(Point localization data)
((
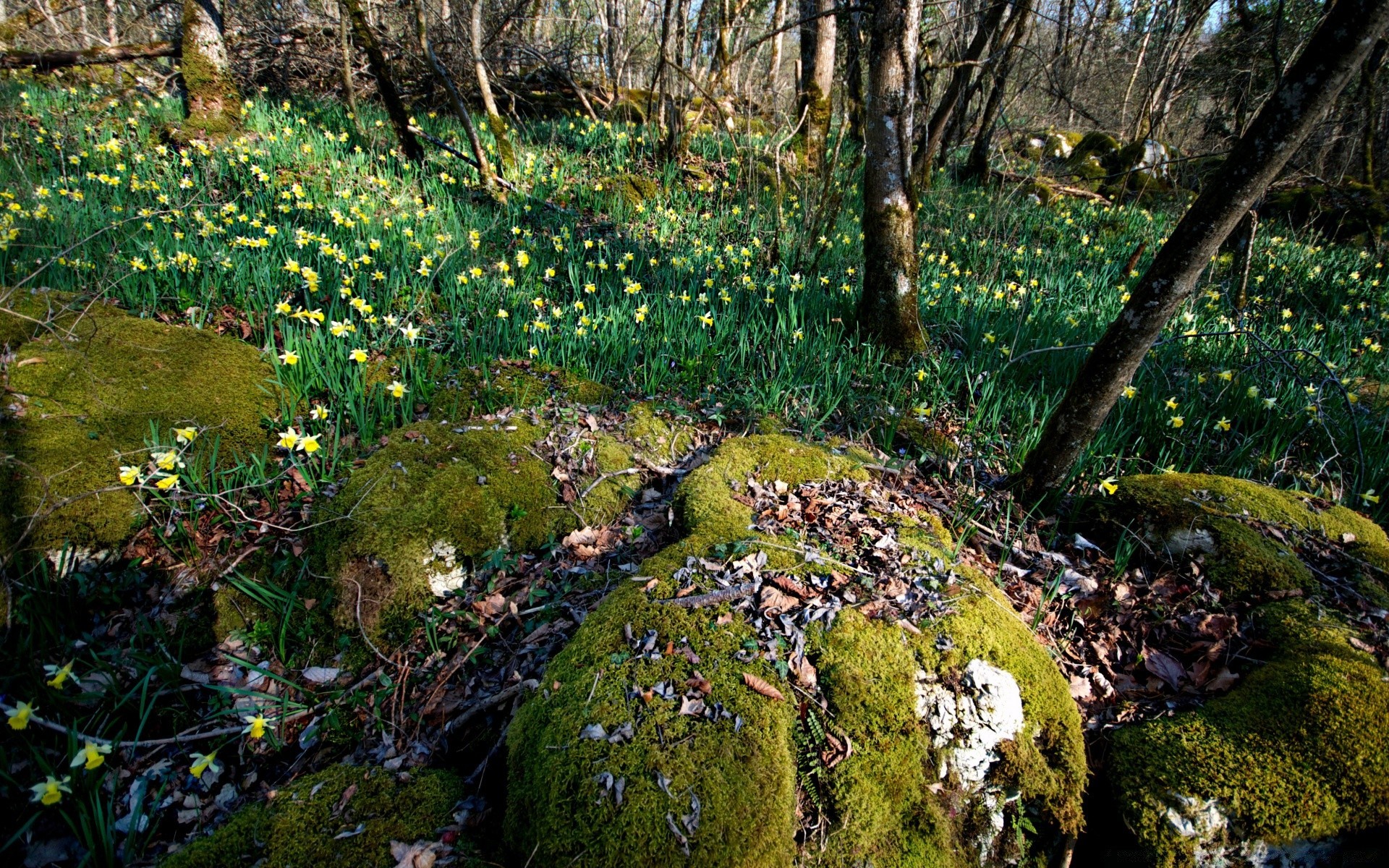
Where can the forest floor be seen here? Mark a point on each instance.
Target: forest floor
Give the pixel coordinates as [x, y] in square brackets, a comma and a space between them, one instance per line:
[723, 296]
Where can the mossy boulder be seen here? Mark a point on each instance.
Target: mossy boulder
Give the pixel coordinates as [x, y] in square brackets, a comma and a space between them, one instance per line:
[1295, 756]
[1217, 516]
[85, 400]
[1298, 752]
[302, 824]
[888, 800]
[493, 386]
[1342, 211]
[441, 493]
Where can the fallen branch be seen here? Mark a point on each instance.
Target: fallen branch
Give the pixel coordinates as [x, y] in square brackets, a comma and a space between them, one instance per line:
[46, 61]
[714, 597]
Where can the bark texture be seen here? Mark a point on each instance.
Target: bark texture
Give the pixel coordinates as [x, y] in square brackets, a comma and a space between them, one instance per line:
[46, 61]
[213, 104]
[1335, 51]
[385, 84]
[960, 78]
[888, 309]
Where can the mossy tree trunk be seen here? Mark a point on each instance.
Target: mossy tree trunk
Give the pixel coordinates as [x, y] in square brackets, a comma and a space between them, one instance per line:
[817, 77]
[213, 104]
[889, 309]
[853, 72]
[485, 175]
[1331, 56]
[385, 84]
[1013, 34]
[506, 155]
[928, 142]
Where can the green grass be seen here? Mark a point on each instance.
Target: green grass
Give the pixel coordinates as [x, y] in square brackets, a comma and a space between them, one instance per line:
[710, 289]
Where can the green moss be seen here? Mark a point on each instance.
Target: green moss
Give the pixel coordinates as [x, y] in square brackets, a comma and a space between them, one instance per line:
[1298, 750]
[634, 190]
[474, 490]
[886, 809]
[89, 404]
[496, 385]
[1178, 509]
[297, 828]
[214, 107]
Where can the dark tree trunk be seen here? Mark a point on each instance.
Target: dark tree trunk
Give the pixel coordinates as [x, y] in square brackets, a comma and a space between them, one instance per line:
[888, 310]
[978, 163]
[1331, 56]
[46, 61]
[485, 175]
[385, 85]
[853, 72]
[213, 104]
[930, 140]
[817, 80]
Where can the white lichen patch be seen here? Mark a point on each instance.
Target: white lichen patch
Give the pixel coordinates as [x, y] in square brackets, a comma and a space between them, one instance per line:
[969, 724]
[1202, 821]
[451, 576]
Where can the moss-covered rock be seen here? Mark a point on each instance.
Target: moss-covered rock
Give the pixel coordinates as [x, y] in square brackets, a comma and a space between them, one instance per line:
[521, 385]
[302, 824]
[87, 399]
[1298, 753]
[1342, 211]
[1215, 516]
[889, 801]
[441, 493]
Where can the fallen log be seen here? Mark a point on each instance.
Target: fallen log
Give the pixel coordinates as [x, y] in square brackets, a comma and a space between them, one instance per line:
[46, 61]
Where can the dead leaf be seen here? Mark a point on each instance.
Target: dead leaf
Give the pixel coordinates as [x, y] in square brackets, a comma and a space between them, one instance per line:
[1164, 667]
[762, 686]
[1224, 681]
[490, 608]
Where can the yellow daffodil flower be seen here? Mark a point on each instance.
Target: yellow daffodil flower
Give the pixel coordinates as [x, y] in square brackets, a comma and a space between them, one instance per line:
[20, 715]
[256, 726]
[92, 756]
[205, 763]
[51, 792]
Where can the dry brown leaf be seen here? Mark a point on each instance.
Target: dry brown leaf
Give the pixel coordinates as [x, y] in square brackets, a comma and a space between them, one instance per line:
[762, 686]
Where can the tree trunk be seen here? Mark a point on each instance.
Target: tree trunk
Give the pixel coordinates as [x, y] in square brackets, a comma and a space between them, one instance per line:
[1341, 42]
[978, 163]
[854, 72]
[213, 106]
[46, 61]
[485, 175]
[349, 88]
[888, 310]
[774, 71]
[506, 156]
[385, 85]
[817, 80]
[924, 158]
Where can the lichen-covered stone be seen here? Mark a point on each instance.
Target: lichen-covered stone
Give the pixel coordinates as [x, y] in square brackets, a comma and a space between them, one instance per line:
[85, 400]
[1209, 514]
[409, 521]
[300, 825]
[1296, 753]
[889, 804]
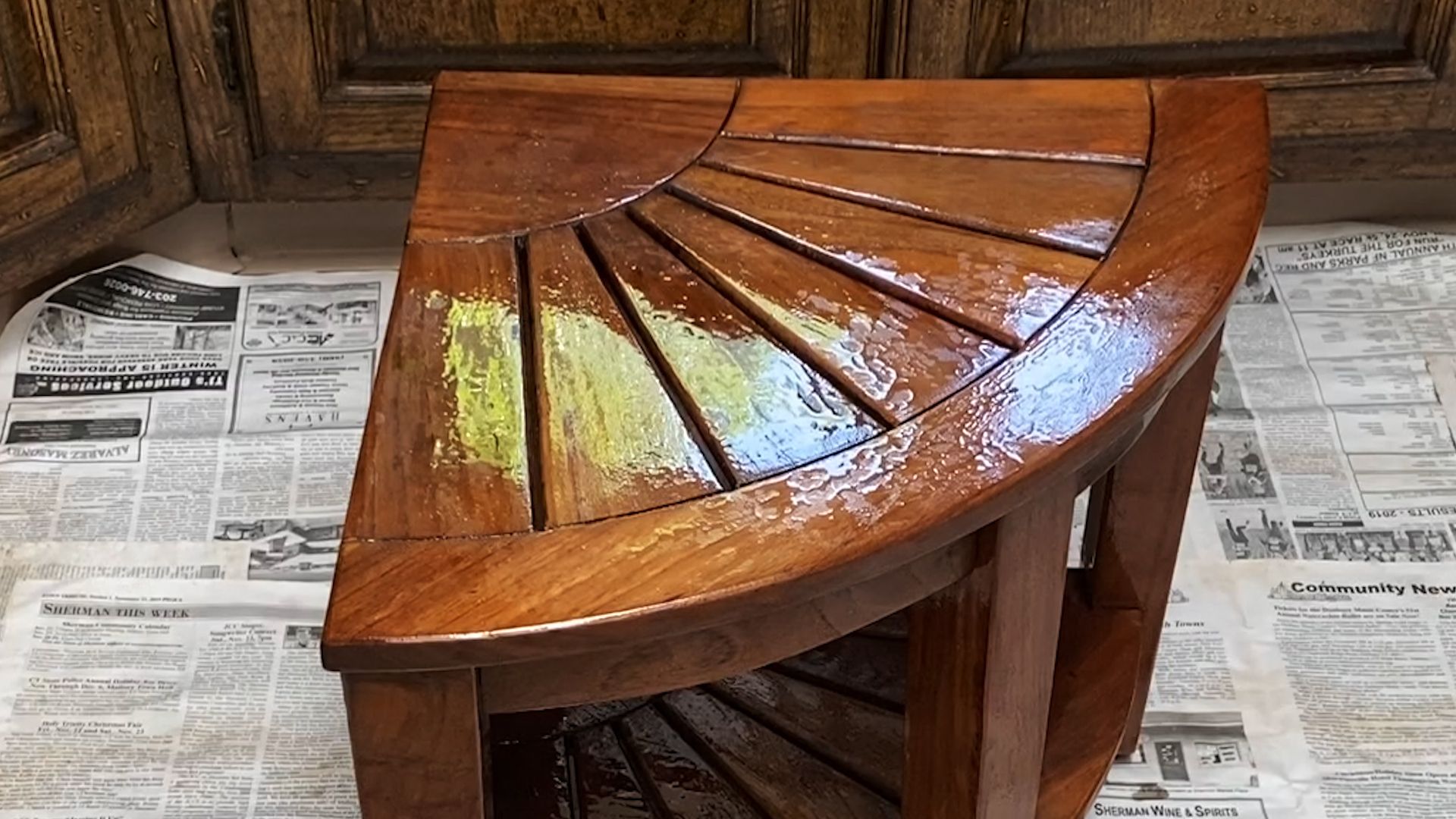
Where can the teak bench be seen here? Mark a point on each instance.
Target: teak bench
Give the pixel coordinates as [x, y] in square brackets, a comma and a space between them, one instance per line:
))
Give the records back exactly, with no pictures.

_ANSWER TO THE PROBLEM_.
Where can the forest floor be seen here? Mark a point on each instance.
Target: forest floor
Give the pixel coordinates as [x, y] in square brackets, a comma and a space between them, one instance per line:
[723, 296]
Where can the mossy boulder be seen here? Mark a point on each instance.
Target: mossy boulder
Give the pixel coordinates as [x, y] in square brackets, a comma and a space between them, one instance per line:
[1295, 756]
[1217, 516]
[85, 400]
[1298, 752]
[302, 824]
[888, 800]
[493, 386]
[1342, 211]
[441, 493]
Where can the fallen branch be seen here? Mark a point on each instance.
Target: fallen branch
Give the pixel coordinates as [x, y] in square brackets, a comma and a space between them, one instance per line:
[46, 61]
[714, 597]
Where can the bark texture be seen here? Mark a point on each instance.
Target: bark texture
Give the pixel coordinates as [x, y] in square brackets, a comma and a space between them, one instance per line:
[46, 61]
[213, 104]
[1335, 51]
[385, 84]
[960, 78]
[888, 309]
Where can the mossy tree trunk be seen here? Mark a point on each instance.
Target: mossy tree trunk
Give the pixel coordinates as [x, y] in square brackets, a comma and a space between them, one instance per line:
[817, 77]
[213, 104]
[889, 309]
[853, 72]
[485, 175]
[1331, 56]
[385, 84]
[1013, 34]
[506, 155]
[928, 142]
Where can the green grass be seen here? Mark a point on each instance.
Target: green grass
Give the pixel coordinates as [x, y] in square brackets, a comma and a space between them, one instance per line:
[710, 289]
Where can the green moss be seen here? Mark a point on each instance.
Target: green moss
Give the pixel coordinates as [x, y] in square brackets, a comma and a space between them, one instance per line:
[1298, 750]
[634, 190]
[474, 490]
[886, 809]
[89, 404]
[496, 385]
[1178, 509]
[297, 828]
[214, 107]
Where can the dark tree trunk be seen here? Mark a point on each instance.
Target: dark tree trunk
Give the pixel coordinates as [x, y] in square brackets, a comma and a space between them, one instance per line:
[888, 310]
[978, 163]
[1331, 56]
[46, 61]
[485, 175]
[385, 85]
[853, 72]
[213, 104]
[930, 140]
[817, 80]
Where can the white lichen patch be seen here? Mark a point on each instance.
Target: white lichen patch
Give the pixel coordinates as [x, y] in square brackets, a comma and a space between them, one instance per line:
[969, 724]
[1202, 821]
[451, 576]
Where can the moss-covered rock be seen here? Mark a point on each instance.
Target: moss-covered rock
Give the pixel coordinates as [x, y] in square brackets, a comma and a space between them, one instance per line:
[521, 385]
[302, 824]
[87, 399]
[1298, 753]
[1342, 211]
[1215, 516]
[889, 801]
[441, 493]
Where can the fallen log be seen here? Mark a point on each instance.
Target: fallen log
Give the pixel coordinates as [x, y] in square brackets, a comma and a space between them, one instance per line:
[46, 61]
Where can the dead leaf be seen here? Mark a point on each instance.
Target: dead leaf
Give the pixel coordinates as [x, y] in square brackets, a comma and a space between them, one instance per line:
[1164, 667]
[762, 686]
[1224, 681]
[490, 608]
Where can the yellow daffodil flower be seen here? Mark a point on each instance.
Target: yellow daffodil flower
Give the pixel coordinates as [x, y] in square brackets, a comma and a space between them, one instance per line:
[20, 715]
[256, 726]
[92, 756]
[205, 763]
[51, 792]
Where can the dry brown leaf be seen here? Mark a point on each instance.
Target: dry brown leaf
Give the pixel coordinates as [x, y] in square brackets, a comma and a space between them, one instance per line:
[762, 686]
Where can the tree trunk be seen here? Mark a point on each instance.
Target: tree trunk
Give the pixel coordinates as [x, y] in square brackets, a comma and a space between them, one instance per line:
[1341, 42]
[978, 163]
[854, 72]
[213, 106]
[46, 61]
[485, 175]
[349, 88]
[888, 310]
[774, 71]
[506, 156]
[385, 85]
[817, 80]
[924, 158]
Where can the lichen-covered stone be seen here? Mark a point on each instance.
Target: lichen-covered stone
Give the pixel coordinates as [x, y] in square brackets, a comma and a space between them, one instance per line:
[85, 400]
[1209, 514]
[409, 521]
[300, 825]
[1296, 753]
[889, 804]
Where can the teak bench be seen here? Mark a point on each instance.
Target: teak bench
Give the pixel coordinates as [x, y] in square brackets, a comma and a space between them, one instance per line:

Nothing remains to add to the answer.